TASK DETAILS: Copy the listing from the line containing "of the brown" through the end of the listing, swapping "leather armchair" for "recliner" and changing nothing else.

STORED ROWS:
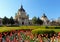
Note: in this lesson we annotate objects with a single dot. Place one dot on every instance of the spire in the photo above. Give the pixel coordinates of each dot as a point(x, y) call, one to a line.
point(22, 9)
point(44, 15)
point(21, 6)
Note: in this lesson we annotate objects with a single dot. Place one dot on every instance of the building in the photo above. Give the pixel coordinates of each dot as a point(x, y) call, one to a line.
point(45, 20)
point(22, 17)
point(0, 21)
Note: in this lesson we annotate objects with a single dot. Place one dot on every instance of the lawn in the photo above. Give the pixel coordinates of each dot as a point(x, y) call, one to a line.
point(34, 28)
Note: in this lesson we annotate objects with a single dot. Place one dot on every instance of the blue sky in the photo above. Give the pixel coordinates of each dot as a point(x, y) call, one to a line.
point(33, 7)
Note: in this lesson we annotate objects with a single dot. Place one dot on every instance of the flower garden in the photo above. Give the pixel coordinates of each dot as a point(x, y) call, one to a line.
point(29, 34)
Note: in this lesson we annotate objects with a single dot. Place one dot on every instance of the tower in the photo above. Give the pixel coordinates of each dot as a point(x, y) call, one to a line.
point(22, 17)
point(45, 19)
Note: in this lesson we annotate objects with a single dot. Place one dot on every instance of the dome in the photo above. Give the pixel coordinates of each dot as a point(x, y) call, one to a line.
point(21, 9)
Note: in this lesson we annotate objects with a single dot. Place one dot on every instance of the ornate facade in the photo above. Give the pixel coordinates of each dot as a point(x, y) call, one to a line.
point(45, 20)
point(22, 17)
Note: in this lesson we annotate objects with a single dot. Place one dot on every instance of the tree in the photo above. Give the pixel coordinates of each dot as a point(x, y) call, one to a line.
point(34, 20)
point(39, 21)
point(12, 20)
point(5, 20)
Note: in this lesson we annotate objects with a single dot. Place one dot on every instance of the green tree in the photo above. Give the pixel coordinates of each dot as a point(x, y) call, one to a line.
point(39, 21)
point(12, 20)
point(34, 20)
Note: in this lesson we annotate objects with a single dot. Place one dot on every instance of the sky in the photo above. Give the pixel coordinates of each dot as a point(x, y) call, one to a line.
point(36, 8)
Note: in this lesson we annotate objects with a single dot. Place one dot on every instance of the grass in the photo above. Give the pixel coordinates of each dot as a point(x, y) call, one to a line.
point(34, 28)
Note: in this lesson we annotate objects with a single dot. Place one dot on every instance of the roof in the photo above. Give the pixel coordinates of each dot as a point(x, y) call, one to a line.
point(22, 9)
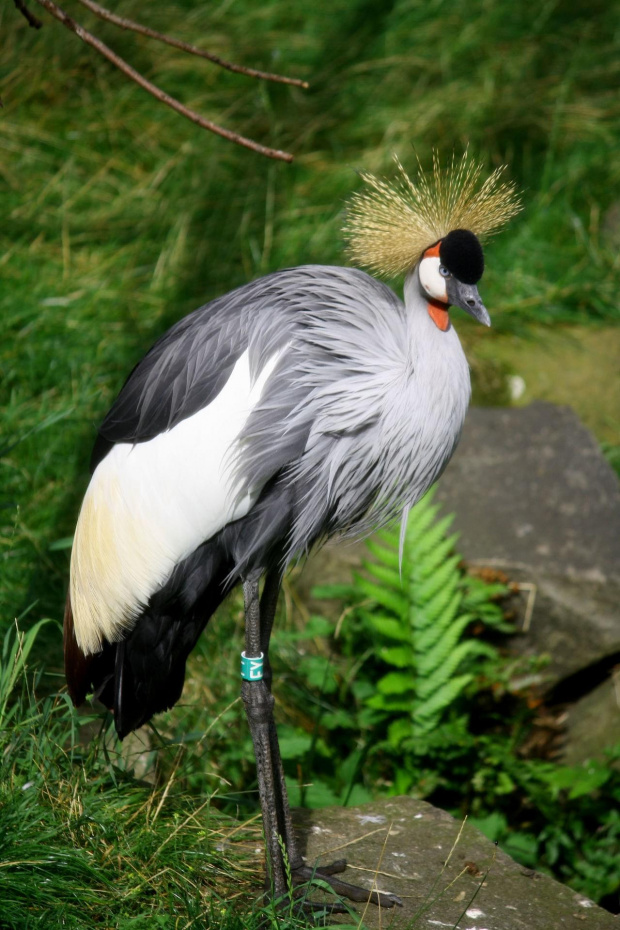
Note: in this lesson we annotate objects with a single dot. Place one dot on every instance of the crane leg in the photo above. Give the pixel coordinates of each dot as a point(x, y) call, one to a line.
point(280, 839)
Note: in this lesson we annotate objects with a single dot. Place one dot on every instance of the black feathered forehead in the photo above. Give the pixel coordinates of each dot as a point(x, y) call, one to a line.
point(460, 251)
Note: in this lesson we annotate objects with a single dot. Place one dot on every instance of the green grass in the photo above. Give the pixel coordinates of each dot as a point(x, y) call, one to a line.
point(118, 216)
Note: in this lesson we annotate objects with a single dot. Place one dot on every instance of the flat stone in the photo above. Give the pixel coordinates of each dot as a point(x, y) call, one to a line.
point(533, 496)
point(442, 873)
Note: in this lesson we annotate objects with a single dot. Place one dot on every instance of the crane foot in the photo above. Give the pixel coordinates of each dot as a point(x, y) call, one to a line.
point(306, 873)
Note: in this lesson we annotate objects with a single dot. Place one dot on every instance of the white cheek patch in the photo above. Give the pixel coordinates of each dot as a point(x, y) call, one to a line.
point(433, 283)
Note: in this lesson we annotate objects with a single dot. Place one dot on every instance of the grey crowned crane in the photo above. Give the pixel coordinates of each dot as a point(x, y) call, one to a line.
point(308, 403)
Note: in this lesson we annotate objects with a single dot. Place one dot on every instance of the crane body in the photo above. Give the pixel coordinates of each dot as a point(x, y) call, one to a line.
point(309, 403)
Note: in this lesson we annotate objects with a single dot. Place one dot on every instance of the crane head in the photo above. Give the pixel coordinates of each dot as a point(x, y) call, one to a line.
point(391, 225)
point(449, 271)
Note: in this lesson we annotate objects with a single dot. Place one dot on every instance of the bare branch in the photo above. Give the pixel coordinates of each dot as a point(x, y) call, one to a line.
point(157, 92)
point(30, 18)
point(101, 11)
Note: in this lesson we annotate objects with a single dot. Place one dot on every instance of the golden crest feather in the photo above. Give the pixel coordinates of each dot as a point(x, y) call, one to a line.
point(388, 227)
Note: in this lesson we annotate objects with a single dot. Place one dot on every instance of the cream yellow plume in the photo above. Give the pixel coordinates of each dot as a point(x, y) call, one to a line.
point(388, 227)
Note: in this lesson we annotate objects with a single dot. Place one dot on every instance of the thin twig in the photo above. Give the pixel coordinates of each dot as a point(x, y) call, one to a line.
point(31, 19)
point(159, 94)
point(101, 11)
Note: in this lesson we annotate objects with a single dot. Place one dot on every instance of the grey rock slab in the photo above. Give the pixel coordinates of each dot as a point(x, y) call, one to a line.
point(443, 874)
point(534, 496)
point(529, 485)
point(593, 723)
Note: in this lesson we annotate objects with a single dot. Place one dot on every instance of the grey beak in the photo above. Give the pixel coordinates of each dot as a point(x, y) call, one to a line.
point(466, 297)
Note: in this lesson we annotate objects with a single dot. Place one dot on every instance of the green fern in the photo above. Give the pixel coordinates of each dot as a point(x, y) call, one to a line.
point(419, 612)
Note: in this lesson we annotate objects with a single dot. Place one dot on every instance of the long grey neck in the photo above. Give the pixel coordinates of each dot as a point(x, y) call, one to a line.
point(412, 291)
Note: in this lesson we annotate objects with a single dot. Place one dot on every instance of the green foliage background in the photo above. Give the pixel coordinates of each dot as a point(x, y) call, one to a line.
point(118, 217)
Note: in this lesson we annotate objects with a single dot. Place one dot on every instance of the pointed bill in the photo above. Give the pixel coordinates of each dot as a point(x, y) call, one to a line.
point(466, 297)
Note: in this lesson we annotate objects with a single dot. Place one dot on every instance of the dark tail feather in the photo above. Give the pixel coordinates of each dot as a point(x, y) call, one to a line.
point(149, 667)
point(77, 665)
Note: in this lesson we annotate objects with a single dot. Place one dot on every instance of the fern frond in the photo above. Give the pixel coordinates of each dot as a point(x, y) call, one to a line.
point(434, 611)
point(440, 664)
point(385, 574)
point(426, 713)
point(443, 574)
point(428, 633)
point(399, 656)
point(395, 603)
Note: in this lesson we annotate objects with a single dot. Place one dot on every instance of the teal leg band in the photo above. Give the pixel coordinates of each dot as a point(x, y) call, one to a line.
point(251, 668)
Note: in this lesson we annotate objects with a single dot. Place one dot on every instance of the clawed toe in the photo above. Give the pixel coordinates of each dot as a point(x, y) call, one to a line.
point(304, 874)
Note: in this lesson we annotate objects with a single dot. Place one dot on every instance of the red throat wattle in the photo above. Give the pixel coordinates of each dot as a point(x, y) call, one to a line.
point(438, 313)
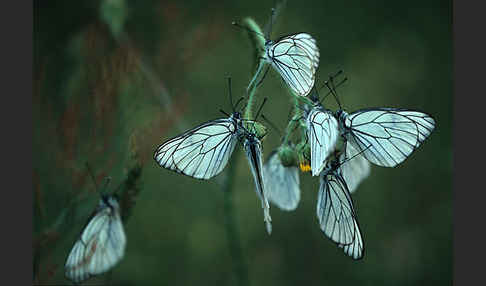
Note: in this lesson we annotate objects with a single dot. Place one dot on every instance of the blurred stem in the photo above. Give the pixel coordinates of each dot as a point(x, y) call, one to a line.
point(236, 253)
point(252, 90)
point(256, 37)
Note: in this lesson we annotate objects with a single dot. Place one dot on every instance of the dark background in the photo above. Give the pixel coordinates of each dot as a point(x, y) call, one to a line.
point(112, 84)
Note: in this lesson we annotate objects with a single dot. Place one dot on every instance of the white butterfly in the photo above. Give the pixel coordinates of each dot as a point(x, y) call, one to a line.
point(203, 151)
point(253, 150)
point(101, 244)
point(385, 136)
point(281, 183)
point(323, 133)
point(295, 57)
point(336, 213)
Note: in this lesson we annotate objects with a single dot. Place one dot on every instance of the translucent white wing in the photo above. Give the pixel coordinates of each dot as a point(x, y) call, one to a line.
point(296, 58)
point(201, 152)
point(281, 183)
point(354, 170)
point(387, 136)
point(335, 210)
point(101, 245)
point(323, 132)
point(253, 152)
point(355, 249)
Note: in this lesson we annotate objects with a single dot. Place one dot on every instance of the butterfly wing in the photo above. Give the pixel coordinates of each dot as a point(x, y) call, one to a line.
point(101, 245)
point(253, 152)
point(323, 132)
point(356, 249)
point(296, 58)
point(355, 169)
point(335, 210)
point(387, 136)
point(281, 183)
point(201, 152)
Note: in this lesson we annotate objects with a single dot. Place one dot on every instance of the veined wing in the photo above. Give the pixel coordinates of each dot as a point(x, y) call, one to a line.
point(356, 249)
point(387, 136)
point(335, 210)
point(354, 169)
point(201, 152)
point(100, 246)
point(281, 183)
point(323, 132)
point(296, 58)
point(253, 152)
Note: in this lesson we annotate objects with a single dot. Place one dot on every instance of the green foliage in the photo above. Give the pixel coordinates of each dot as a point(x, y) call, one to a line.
point(113, 82)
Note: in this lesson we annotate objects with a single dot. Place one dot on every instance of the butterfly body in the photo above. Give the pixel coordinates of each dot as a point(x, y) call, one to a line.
point(281, 183)
point(253, 150)
point(323, 133)
point(335, 211)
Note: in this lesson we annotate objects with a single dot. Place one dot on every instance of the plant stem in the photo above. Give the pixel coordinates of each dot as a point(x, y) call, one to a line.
point(239, 264)
point(252, 90)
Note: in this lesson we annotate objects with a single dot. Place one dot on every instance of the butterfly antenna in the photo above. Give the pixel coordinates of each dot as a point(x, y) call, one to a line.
point(260, 109)
point(234, 23)
point(90, 171)
point(222, 111)
point(238, 102)
point(331, 78)
point(230, 94)
point(357, 154)
point(263, 77)
point(333, 91)
point(272, 15)
point(108, 180)
point(272, 125)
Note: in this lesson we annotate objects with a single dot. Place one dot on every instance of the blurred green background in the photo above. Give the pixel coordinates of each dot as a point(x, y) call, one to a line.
point(114, 79)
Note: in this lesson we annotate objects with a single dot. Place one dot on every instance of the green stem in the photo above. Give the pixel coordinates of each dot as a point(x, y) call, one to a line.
point(236, 253)
point(252, 90)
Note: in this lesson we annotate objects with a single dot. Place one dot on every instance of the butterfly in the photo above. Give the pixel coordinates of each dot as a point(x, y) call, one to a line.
point(281, 183)
point(101, 244)
point(296, 58)
point(205, 150)
point(335, 211)
point(323, 133)
point(385, 136)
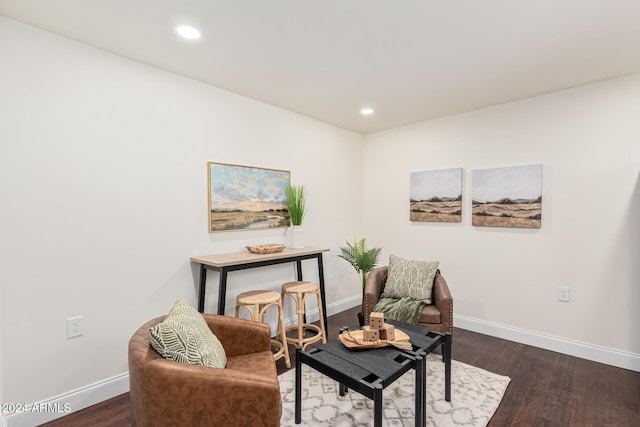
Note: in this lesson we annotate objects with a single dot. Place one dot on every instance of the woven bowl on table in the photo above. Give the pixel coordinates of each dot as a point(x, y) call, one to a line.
point(269, 248)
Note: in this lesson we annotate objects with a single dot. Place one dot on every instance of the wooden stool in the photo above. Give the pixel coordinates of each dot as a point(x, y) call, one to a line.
point(256, 303)
point(300, 291)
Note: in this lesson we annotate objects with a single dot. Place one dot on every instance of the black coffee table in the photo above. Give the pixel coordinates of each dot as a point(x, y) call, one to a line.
point(370, 371)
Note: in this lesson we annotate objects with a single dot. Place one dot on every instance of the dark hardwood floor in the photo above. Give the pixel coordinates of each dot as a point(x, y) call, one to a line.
point(546, 389)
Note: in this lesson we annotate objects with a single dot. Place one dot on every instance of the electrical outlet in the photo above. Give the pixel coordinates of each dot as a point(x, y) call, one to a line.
point(74, 327)
point(563, 293)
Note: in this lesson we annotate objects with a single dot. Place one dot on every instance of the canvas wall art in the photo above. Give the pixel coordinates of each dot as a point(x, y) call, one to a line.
point(507, 197)
point(436, 196)
point(245, 197)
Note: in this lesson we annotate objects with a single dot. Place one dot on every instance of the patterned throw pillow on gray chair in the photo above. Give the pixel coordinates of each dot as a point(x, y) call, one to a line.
point(409, 278)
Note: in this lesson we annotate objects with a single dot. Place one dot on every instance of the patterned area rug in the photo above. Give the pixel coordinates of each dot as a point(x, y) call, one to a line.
point(475, 396)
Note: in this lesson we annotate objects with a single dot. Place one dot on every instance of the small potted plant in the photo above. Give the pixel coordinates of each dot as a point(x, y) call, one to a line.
point(362, 259)
point(296, 205)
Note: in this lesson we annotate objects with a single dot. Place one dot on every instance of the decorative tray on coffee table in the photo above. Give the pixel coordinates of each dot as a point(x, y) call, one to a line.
point(353, 340)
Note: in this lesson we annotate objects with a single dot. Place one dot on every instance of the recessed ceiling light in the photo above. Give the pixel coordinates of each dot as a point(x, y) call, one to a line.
point(188, 32)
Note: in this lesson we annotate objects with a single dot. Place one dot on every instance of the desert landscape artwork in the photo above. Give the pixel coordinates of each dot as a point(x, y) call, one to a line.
point(244, 197)
point(507, 197)
point(436, 196)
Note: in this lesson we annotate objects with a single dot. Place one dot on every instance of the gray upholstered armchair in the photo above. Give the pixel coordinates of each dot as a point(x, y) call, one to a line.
point(436, 317)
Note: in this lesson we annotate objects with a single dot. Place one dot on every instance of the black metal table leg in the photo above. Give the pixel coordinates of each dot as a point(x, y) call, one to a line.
point(299, 270)
point(203, 288)
point(377, 405)
point(421, 390)
point(321, 280)
point(298, 409)
point(222, 291)
point(447, 367)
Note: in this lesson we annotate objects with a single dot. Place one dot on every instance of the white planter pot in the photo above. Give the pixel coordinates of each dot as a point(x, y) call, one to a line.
point(297, 237)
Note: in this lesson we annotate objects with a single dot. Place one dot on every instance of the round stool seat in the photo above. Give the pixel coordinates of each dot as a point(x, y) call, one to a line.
point(256, 303)
point(300, 291)
point(303, 287)
point(258, 297)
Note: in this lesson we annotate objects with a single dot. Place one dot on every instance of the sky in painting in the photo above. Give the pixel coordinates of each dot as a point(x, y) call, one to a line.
point(437, 183)
point(519, 182)
point(247, 188)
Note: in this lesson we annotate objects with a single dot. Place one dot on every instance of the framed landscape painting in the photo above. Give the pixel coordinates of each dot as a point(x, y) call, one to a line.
point(507, 197)
point(246, 197)
point(436, 196)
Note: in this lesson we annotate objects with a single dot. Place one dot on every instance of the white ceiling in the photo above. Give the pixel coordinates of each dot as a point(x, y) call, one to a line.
point(410, 60)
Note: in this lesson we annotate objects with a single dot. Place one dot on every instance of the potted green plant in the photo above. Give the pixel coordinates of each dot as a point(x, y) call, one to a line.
point(362, 259)
point(297, 208)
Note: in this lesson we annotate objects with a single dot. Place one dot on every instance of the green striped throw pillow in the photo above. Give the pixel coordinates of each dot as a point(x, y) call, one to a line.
point(184, 336)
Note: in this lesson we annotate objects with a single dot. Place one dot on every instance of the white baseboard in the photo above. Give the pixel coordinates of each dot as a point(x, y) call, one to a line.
point(582, 350)
point(56, 407)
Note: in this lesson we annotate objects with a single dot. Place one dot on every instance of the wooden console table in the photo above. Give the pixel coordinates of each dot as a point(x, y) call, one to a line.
point(224, 263)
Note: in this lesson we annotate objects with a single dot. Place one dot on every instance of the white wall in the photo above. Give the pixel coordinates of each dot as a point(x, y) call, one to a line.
point(103, 172)
point(587, 139)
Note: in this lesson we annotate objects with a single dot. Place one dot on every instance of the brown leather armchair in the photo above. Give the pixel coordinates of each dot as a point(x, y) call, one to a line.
point(436, 317)
point(244, 393)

EXERCISE ANSWER:
Note: in this lesson we annotate objects with a single dot. Place one dot on every instance of the brown recliner in the photo above. Give the pixel coordinates of each dot as a point(x, y) call, one to a line.
point(436, 317)
point(244, 393)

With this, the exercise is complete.